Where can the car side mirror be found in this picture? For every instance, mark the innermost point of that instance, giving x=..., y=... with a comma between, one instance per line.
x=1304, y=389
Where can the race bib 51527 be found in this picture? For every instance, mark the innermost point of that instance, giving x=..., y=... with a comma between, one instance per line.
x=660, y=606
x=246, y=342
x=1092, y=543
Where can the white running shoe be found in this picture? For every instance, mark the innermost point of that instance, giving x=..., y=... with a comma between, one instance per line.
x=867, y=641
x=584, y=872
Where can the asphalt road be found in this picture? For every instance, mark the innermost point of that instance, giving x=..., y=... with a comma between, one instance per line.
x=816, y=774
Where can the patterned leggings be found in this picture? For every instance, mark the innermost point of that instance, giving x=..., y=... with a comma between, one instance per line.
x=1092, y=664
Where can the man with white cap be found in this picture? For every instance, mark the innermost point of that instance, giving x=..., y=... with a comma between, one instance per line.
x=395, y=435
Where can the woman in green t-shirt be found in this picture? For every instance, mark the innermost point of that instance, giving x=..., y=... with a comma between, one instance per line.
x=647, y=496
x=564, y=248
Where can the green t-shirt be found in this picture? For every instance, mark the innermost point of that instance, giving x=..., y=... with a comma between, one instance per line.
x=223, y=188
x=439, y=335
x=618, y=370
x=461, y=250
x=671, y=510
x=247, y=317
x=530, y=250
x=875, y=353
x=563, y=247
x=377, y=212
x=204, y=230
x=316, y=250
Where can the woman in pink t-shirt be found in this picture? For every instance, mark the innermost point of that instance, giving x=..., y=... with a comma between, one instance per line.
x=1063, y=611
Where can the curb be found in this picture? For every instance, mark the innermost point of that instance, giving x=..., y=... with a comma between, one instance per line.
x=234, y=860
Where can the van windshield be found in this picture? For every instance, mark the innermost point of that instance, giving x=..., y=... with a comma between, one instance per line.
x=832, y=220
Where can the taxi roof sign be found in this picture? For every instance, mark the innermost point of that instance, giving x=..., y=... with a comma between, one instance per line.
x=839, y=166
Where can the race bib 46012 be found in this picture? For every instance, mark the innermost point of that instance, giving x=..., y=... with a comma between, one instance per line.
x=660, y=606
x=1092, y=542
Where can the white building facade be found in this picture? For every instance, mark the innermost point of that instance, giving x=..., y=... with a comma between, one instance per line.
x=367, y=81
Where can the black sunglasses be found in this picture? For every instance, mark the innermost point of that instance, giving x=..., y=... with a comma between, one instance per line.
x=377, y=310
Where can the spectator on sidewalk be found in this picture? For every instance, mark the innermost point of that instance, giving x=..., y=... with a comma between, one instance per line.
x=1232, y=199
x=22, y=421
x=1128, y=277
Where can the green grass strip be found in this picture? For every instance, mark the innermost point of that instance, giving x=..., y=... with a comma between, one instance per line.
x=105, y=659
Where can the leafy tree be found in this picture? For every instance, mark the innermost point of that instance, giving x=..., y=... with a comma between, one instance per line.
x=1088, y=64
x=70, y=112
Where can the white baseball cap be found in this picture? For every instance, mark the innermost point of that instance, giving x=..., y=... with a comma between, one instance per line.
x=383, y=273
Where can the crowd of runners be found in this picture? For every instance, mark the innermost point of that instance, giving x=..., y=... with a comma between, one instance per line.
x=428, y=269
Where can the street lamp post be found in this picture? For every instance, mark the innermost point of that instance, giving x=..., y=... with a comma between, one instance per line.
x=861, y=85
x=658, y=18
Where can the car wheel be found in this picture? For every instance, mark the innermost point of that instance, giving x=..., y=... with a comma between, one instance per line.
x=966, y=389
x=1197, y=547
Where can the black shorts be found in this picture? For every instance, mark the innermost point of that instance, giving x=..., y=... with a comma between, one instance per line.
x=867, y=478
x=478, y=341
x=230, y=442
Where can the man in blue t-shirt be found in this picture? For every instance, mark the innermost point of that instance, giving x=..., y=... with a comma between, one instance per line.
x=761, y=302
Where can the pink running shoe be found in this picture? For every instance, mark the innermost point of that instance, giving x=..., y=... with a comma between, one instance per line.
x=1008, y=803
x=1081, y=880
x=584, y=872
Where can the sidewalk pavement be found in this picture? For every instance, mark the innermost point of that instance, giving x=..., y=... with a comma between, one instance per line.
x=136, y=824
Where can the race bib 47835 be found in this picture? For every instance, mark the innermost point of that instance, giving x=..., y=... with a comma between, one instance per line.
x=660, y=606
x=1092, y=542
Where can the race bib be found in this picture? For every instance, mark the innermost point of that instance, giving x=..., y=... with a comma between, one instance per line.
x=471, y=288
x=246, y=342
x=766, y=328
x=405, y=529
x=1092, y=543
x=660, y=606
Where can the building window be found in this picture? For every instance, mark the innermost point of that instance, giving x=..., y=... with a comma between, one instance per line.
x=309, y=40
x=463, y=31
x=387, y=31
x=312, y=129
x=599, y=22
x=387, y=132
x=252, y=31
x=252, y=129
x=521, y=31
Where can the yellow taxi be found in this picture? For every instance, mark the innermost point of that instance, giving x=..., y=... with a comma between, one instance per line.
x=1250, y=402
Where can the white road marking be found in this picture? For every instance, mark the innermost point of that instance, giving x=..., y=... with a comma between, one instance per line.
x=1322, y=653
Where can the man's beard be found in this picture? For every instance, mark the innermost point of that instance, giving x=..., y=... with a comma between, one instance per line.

■ What the task asks: Each record above must be given again exactly.

■ Solution for this exercise:
Where can the car side mirror be found in this picture? For every instance, mark the innermost point of that instance, giving x=..., y=... with a comma between, one instance per line.
x=1304, y=389
Where can the race bib 51527 be found in this picture? For every instance, mark the innermost point of that instance, giving x=..., y=... with a comma between, one instance per line.
x=660, y=606
x=246, y=342
x=1092, y=543
Where can the white running shoe be found in this picture? For every instance, mark the innermost point of that instance, giving x=..., y=... with a comma between, one instance per line.
x=867, y=641
x=584, y=872
Where can the asphalt road be found in this picture? For every instance, mark the innermost point of that instance, giving x=..., y=... with a comma between, one instance per line.
x=816, y=774
Where can the patterned leggings be found in this picture? For every instance, mark the innermost point of that instance, giving x=..., y=... with a comma between, one instance per line.
x=1092, y=664
Where can the man with white cap be found in this picture? For every instance, mark the innermost point of that instance, giving x=..., y=... with a comma between, one instance per line.
x=395, y=435
Where can the woman in green t-shirt be found in this picture? For every instance, mark the innermost point of that instance, giving x=..., y=... with a comma between, one instance per line.
x=647, y=496
x=564, y=248
Where can the green t-shirt be found in this picture? For every instance, mark the innermost point of that instance, giving x=..., y=... with a comma between, one instance per line.
x=223, y=188
x=439, y=335
x=618, y=370
x=461, y=250
x=671, y=510
x=247, y=317
x=530, y=250
x=875, y=353
x=563, y=247
x=377, y=212
x=204, y=230
x=316, y=250
Where can the woman in pink t-shirt be found in this picture? For every instance, mark the innermost point of that instance, giving x=..., y=... with a comma between, one instance per line.
x=1063, y=611
Where can the curb be found in this picture? For every instance, mark the innermost point of that instance, giving x=..., y=... with a comma between, one instance per line.
x=234, y=860
Where can the van windshield be found in this picture? For every instance, mark the innermost point of that instance, giving x=..., y=... with a comma between, one instance per line.
x=832, y=220
Where can the taxi roof sign be found in this picture? For every instance, mark the innermost point of that instance, giving x=..., y=... with a comma between, one instance per line.
x=839, y=166
Where can the race bib 46012 be found in this picture? For every instance, mark the innermost point of that instance, giving x=..., y=... with a comma between, one instance per line.
x=660, y=606
x=1092, y=542
Where can the white building facade be found in this picture? For every instance, mark the innermost point of that instance, giving x=..., y=... with a comma between, one instance per line.
x=367, y=81
Where can the black sunglasses be found in this picture? For every instance, mark the innermost point of that instance, giving x=..., y=... with a comma between, one instance per line.
x=377, y=310
Where can the spectator on sidewalk be found in this picture? For every instance, mark the innermost point of that instance, giving x=..., y=... with a comma between, one instance per line.
x=1232, y=199
x=22, y=421
x=1128, y=277
Where can the green grass strip be found in this picture? For every instance, mark the innermost point of that instance, giving x=..., y=... with a comma between, one instance per line.
x=105, y=659
Where can the leafy tree be found in this picture? For every instance, mark the innermost point of that instance, giving x=..., y=... with a comma between, one instance per line.
x=1088, y=64
x=70, y=112
Where can the white baseball cap be found in this picture? For every instance, mark the innermost point of that instance, giving x=..., y=... with a comma between, one instance per line.
x=383, y=273
Where can the crowd of runners be found in this picture? For every instance, mark the innermost point of that instance, giving x=..., y=... with a comma between, one instance per line.
x=428, y=269
Where can the street lamp post be found in this picture? For every instance, mark the innermost point of that instance, giving x=..., y=... with a comma between, one instance per line.
x=861, y=85
x=658, y=18
Where can the car wheel be found in this picture? For every instance, mark the innermost point of that instance, giving x=..., y=... with a comma between, one instance per line.
x=966, y=389
x=1197, y=547
Where can the black shorts be found in this picture? For every instance, mark the innermost point of that instance, giving x=..., y=... with a comma between, one instance per line.
x=867, y=478
x=478, y=341
x=230, y=442
Where can the man in blue t-shirt be found in this picture? For every instance, mark the innermost point of that instance, giving x=..., y=... with a comma between, one instance per line.
x=761, y=302
Where can the pink running shoe be found in this picture? For every instance, mark the innermost point of that instance, giving x=..., y=... with a comma between, one instance per line.
x=1008, y=803
x=1081, y=880
x=584, y=872
Where can the sidewalk pavement be found in this picture? For every instance, mark the innermost point of that instance, giving x=..., y=... with a comma between, one instance per line.
x=136, y=824
Where can the race bib 47835 be found in this picture? For every instance, mark the innermost point of that instance, giving x=..., y=... with a comma between, one instance per line.
x=660, y=606
x=1092, y=542
Where can the race bib be found in this picture? For every instance, mark the innermost point of that instance, giving x=..., y=... with a comma between, one instance per line.
x=471, y=288
x=246, y=342
x=766, y=328
x=405, y=529
x=1092, y=543
x=660, y=606
Where can the building window be found in this picture? For every instance, mark the innermost point of that instance, giving x=..., y=... with a comma between, one instance per line.
x=309, y=40
x=463, y=31
x=387, y=31
x=312, y=129
x=599, y=22
x=387, y=132
x=252, y=31
x=252, y=129
x=521, y=31
Where can the yellow taxi be found in this picture? For every instance, mark the innermost point of that instance, giving x=..., y=... with a comma between, one instance per line.
x=1250, y=402
Where can the white road marking be found in this picture? For every instance, mark the innermost point of that instance, giving x=..., y=... with a comma between, one instance per line.
x=1322, y=653
Where can the man's beard be found in this picture? For every instance, mark the innermost point of that instance, giving x=..., y=... with a comma between, one instance per line.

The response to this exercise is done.